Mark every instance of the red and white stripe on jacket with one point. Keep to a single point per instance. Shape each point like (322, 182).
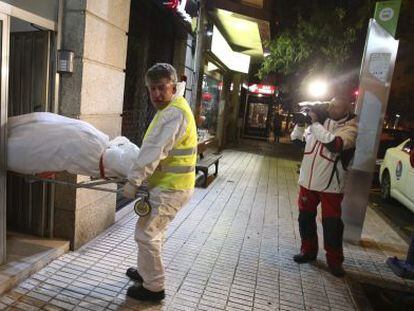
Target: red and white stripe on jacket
(324, 143)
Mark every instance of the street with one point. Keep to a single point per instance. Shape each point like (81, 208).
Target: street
(394, 213)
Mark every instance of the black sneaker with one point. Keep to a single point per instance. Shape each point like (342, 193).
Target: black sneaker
(304, 258)
(141, 293)
(337, 271)
(133, 274)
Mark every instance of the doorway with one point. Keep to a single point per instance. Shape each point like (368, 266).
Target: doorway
(29, 71)
(28, 75)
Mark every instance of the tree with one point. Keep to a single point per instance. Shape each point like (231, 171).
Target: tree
(322, 39)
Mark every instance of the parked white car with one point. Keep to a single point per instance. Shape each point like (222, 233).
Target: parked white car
(397, 174)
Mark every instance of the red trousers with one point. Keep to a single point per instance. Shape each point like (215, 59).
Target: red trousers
(333, 226)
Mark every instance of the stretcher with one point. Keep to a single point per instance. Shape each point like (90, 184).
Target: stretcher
(142, 206)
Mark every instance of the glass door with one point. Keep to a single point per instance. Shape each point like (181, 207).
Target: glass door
(4, 63)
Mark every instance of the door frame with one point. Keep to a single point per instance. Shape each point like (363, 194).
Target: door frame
(4, 89)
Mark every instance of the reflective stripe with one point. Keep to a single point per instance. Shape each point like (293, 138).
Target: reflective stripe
(189, 151)
(177, 169)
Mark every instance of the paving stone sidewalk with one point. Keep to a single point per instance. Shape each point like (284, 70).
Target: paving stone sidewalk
(230, 248)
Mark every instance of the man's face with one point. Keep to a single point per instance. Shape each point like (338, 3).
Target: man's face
(161, 92)
(339, 109)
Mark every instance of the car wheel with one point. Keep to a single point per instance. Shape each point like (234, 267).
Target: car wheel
(386, 186)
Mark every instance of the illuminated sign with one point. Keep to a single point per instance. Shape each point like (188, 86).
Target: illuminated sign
(262, 89)
(233, 60)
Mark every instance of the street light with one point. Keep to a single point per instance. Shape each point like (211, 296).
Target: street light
(318, 88)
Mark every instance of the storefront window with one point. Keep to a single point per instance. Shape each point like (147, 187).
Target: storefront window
(258, 115)
(210, 99)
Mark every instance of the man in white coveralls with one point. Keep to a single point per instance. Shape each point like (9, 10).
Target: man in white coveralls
(330, 143)
(167, 160)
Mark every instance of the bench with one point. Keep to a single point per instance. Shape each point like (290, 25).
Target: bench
(203, 165)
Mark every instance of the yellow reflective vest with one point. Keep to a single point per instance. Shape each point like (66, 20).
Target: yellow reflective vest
(177, 171)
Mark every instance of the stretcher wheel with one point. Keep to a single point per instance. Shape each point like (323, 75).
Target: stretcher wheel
(142, 207)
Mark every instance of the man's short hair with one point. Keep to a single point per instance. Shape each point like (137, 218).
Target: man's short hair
(160, 71)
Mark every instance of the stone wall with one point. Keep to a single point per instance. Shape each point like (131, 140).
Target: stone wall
(96, 30)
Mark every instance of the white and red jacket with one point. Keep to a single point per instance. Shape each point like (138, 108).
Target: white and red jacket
(328, 146)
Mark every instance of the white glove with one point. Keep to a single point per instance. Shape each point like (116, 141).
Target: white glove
(129, 191)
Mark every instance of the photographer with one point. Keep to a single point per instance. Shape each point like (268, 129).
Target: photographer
(330, 142)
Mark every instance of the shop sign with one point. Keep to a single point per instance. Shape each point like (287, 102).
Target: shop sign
(263, 89)
(184, 8)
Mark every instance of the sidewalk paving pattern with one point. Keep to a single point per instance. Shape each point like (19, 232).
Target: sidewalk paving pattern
(230, 248)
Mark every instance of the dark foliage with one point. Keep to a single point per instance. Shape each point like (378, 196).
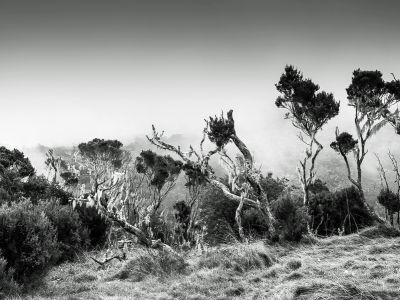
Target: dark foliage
(28, 241)
(7, 284)
(368, 90)
(273, 186)
(14, 167)
(344, 143)
(291, 216)
(318, 186)
(70, 178)
(220, 130)
(217, 214)
(38, 188)
(15, 161)
(182, 218)
(308, 109)
(96, 149)
(97, 225)
(389, 200)
(342, 210)
(72, 236)
(195, 176)
(160, 168)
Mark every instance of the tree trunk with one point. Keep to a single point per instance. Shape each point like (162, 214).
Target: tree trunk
(238, 218)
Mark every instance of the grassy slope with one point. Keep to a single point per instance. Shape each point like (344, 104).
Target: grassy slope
(359, 266)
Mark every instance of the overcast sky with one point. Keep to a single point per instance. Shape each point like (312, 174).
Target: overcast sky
(74, 70)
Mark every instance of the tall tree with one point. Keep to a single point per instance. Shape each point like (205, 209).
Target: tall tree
(373, 100)
(308, 110)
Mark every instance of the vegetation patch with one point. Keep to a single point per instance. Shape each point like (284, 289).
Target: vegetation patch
(239, 257)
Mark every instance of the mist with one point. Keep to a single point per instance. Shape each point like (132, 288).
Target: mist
(72, 71)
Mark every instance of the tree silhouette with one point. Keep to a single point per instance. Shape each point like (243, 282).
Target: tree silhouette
(244, 186)
(308, 110)
(372, 99)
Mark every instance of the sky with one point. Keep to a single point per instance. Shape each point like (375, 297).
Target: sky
(74, 70)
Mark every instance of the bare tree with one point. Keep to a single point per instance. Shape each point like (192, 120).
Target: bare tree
(220, 132)
(372, 99)
(114, 182)
(308, 110)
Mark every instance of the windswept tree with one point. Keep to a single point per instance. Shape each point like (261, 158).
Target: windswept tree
(373, 100)
(308, 110)
(126, 190)
(244, 186)
(160, 172)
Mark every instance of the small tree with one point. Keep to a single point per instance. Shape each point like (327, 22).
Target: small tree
(308, 110)
(372, 99)
(15, 169)
(117, 186)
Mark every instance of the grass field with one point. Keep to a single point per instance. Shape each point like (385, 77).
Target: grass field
(359, 266)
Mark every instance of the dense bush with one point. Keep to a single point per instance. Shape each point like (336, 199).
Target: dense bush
(342, 210)
(97, 225)
(38, 188)
(72, 236)
(28, 240)
(291, 216)
(217, 214)
(391, 202)
(7, 284)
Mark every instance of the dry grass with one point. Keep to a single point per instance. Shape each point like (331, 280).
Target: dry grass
(364, 266)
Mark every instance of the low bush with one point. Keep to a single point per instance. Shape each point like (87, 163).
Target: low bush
(291, 216)
(7, 284)
(341, 210)
(98, 226)
(28, 240)
(72, 236)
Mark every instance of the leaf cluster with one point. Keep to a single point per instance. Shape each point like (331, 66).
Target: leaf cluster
(221, 129)
(344, 143)
(109, 150)
(369, 92)
(160, 168)
(308, 109)
(195, 176)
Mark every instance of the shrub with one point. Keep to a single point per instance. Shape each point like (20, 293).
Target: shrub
(97, 225)
(156, 263)
(390, 201)
(291, 216)
(28, 240)
(38, 187)
(7, 284)
(72, 236)
(342, 210)
(217, 214)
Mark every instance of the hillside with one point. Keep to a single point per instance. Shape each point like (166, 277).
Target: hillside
(359, 266)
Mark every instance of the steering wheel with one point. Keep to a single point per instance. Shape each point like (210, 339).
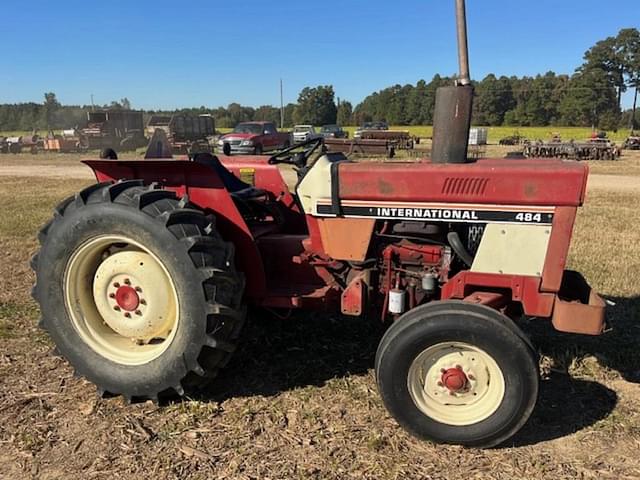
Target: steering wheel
(297, 159)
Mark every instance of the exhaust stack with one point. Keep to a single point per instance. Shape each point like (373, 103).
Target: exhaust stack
(452, 115)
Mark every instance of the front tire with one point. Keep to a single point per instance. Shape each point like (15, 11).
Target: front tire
(138, 290)
(453, 372)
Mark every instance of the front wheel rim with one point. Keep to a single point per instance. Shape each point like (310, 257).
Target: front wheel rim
(121, 300)
(456, 383)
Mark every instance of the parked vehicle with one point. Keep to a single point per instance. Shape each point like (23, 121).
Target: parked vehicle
(333, 131)
(254, 138)
(303, 133)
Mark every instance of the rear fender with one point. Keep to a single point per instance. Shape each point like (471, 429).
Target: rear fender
(206, 190)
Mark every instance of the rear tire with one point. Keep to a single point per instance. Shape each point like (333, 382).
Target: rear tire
(138, 290)
(453, 372)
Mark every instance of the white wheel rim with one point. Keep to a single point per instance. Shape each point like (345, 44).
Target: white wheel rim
(121, 299)
(435, 377)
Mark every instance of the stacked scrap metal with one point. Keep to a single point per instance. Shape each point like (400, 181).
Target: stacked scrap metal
(592, 149)
(402, 139)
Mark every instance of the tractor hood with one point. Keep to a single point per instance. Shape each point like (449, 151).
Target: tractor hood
(542, 182)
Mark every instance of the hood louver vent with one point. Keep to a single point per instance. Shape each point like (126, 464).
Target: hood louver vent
(464, 186)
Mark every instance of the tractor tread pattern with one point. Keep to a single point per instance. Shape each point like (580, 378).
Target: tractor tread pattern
(213, 260)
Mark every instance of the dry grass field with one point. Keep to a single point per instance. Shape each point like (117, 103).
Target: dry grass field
(299, 398)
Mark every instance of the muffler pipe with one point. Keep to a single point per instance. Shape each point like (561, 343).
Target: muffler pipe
(463, 48)
(453, 109)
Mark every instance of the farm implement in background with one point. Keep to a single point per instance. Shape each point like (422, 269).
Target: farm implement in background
(596, 148)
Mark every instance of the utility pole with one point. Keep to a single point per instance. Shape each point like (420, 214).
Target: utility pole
(281, 106)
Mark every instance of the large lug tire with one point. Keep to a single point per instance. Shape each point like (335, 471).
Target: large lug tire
(453, 372)
(138, 290)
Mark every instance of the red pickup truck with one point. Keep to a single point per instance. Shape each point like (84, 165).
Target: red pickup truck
(254, 138)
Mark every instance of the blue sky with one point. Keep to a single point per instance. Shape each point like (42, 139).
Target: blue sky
(166, 54)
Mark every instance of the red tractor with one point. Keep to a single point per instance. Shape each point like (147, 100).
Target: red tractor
(144, 278)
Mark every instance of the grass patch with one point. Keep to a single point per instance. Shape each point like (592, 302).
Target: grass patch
(29, 207)
(13, 316)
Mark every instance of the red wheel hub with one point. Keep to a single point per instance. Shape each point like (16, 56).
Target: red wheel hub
(454, 379)
(127, 298)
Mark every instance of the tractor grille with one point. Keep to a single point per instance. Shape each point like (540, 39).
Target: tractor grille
(464, 186)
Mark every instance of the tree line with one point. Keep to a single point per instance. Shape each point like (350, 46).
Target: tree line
(591, 96)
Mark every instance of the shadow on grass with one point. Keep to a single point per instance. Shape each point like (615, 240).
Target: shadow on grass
(616, 349)
(311, 348)
(307, 349)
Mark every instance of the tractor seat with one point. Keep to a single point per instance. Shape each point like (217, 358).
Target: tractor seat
(236, 187)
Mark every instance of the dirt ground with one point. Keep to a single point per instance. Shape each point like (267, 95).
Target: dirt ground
(299, 398)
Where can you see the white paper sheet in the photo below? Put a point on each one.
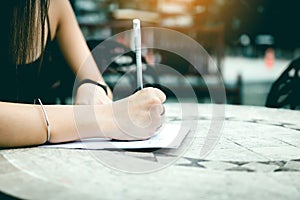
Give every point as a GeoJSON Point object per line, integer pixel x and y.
{"type": "Point", "coordinates": [169, 136]}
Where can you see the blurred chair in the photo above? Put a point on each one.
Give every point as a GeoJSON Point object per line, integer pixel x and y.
{"type": "Point", "coordinates": [285, 91]}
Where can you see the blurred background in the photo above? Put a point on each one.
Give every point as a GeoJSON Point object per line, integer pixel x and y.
{"type": "Point", "coordinates": [251, 41]}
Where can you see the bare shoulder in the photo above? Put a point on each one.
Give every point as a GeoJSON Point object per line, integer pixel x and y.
{"type": "Point", "coordinates": [58, 10]}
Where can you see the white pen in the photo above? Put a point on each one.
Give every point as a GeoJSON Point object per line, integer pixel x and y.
{"type": "Point", "coordinates": [138, 52]}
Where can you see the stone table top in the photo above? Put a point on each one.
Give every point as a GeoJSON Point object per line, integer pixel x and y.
{"type": "Point", "coordinates": [254, 155]}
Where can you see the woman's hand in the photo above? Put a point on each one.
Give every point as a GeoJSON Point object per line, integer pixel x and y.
{"type": "Point", "coordinates": [91, 94]}
{"type": "Point", "coordinates": [138, 116]}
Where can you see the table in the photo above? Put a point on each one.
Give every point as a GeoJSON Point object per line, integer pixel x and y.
{"type": "Point", "coordinates": [256, 157]}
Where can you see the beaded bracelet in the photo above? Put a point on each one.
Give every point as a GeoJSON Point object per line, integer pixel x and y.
{"type": "Point", "coordinates": [46, 118]}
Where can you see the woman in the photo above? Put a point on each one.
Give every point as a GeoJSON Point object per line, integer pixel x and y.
{"type": "Point", "coordinates": [31, 25]}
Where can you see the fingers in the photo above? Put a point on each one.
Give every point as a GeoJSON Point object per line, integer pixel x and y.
{"type": "Point", "coordinates": [154, 92]}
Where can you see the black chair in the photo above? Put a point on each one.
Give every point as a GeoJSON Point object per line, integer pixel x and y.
{"type": "Point", "coordinates": [285, 91]}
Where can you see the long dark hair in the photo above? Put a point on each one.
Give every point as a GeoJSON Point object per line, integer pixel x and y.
{"type": "Point", "coordinates": [27, 29]}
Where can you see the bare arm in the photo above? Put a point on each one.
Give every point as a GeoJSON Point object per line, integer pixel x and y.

## TASK DESCRIPTION
In the entries above, identify every line with the word "blurred". Copy those lines.

## RESPONSE
Where can you see the blurred chair in the photo above? Put a point on each one.
Where can you see the blurred background in the photo above? Put a point on each one.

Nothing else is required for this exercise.